▸ **Directions**
Extend the fontconfig bug thread on the fc-cache failure with /System/Library/Fonts, picking up right after its last sentence.

▸ **Text excerpt**
START

Bug 97546

Summary: fc-cache failure with /System/Library/Fonts
Product: fontconfig Reporter: Ed Porras <dev>
Component: fc-cacheAssignee: fontconfig-bugs
Status: RESOLVED FIXED QA Contact: Behdad Esfahbod <freedesktop>
Severity: major    
Priority: medium CC: akira, dickie, japuzzo, qliu, sci-fi, silas-freedesktop, xfacter, zmwangx
Version: 2.12   
Hardware: x86-64 (AMD64)   
OS: Mac OS X (All)   
Whiteboard:
i915 platform: i915 features:
Attachments: log output and cache files
Cleaned up traces with additional font traces in the loop that causes FcCacheOffsetsValid() to fail
proposed
I am still seeing "failed to write cache"
rc2 failure log
attachment-9604-0.html

Description Ed Porras 2016-08-31 08:25:09 UTC
Mac folks are seeing major performance issues with fontconfig 2.12.1 and this post to the fontconfig list by Zhiming Wang has some details about the issue:

  https://lists.freedesktop.org/archives/fontconfig/2016-August/005811.html

In short, fc-cache fails to cache fonts in /System/Library/Fonts and, from then on, every application that needs to read the cache triggers a cache build (which fails again). 

I first reported this to the homebrew folks. You can see how this is impacting performance from sample output here:

  https://github.com/Homebrew/homebrew-core/issues/4172

Other posts I've found:

  https://lists.freedesktop.org/archives/fontconfig/2016-August/005810.html
  https://trac.macports.org/ticket/52088

(FYI: "2.12" is not available in the Version field of this bug form).

Let me know if you need anything to help debug this.

Thank you.
Comment 1 Zhiming Wang 2016-08-31 08:38:45 UTC
Two extra pieces of crucial information from the aforementioned bug
report on the mailing list [1]:

1. The offending commit is 7a4a5bd [2] "Properly validate offsets in
   cache files."

END

▸ **Source material**
START

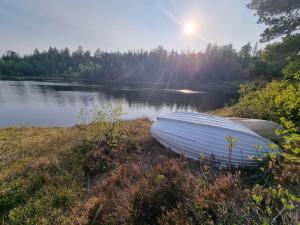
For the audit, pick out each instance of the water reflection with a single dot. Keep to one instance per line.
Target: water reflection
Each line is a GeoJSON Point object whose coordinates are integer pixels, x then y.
{"type": "Point", "coordinates": [58, 103]}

END

▸ **Result**
2. A previously valid cache of /System/Library/Fonts (created by fc
   2.12.0) can be downloaded from [3].

[1] https://lists.freedesktop.org/archives/fontconfig/2016-August/005811.html
[2] https://cgit.freedesktop.org/fontconfig/commit/?id=7a4a5bd7897d216f0794ca9dbce0a4a5c9d14940
[3] https://dl.bintray.com/zmwangx/generic/fontconfig-2.12.0-cache.tar.gz
Comment 2 Akira TAGOH 2016-08-31 09:22:18 UTC
need a help to investigate on the debugger what checking is failing in FcCacheOffsetsValid() or FcDirCacheMapFd()
Comment 3 Ed Porras 2016-09-02 13:04:15 UTC
Apologies for the lack of response. I'm traveling this week and got stuck overnight in Atlanta due to the storm. I'll try running with a debug version asap.
Comment 4 Ed Porras 2016-09-08 03:01:53 UTC
Created attachment 126290 [details]
log output and cache files
Comment 5 Ed Porras 2016-09-08 03:09:08 UTC
Ugh.. I had some comments typed out but they were lost when I attached the file. 

Anyway, the issue is happening in FcCacheOffsetsValid(). It returns false towards the end because the final loop results in j < 0.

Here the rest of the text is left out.